▶ _WHAT TO PRODUCE_
Using the listing below, determine the count of lines with the word "When" and reply only with it.

---

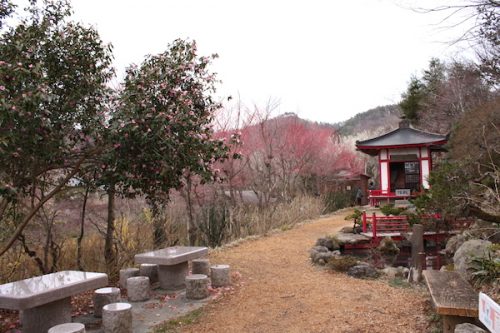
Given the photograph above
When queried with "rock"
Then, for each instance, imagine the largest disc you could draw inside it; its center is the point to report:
(388, 247)
(468, 328)
(363, 271)
(329, 242)
(484, 230)
(347, 230)
(474, 248)
(320, 248)
(390, 272)
(454, 243)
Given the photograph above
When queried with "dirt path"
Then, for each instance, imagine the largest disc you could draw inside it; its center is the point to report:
(282, 292)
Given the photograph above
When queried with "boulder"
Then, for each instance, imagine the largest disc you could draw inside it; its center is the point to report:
(468, 328)
(363, 271)
(328, 242)
(388, 247)
(454, 243)
(347, 230)
(390, 272)
(484, 230)
(463, 258)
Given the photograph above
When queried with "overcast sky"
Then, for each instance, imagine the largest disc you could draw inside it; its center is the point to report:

---

▶ _ANSWER BOX_
4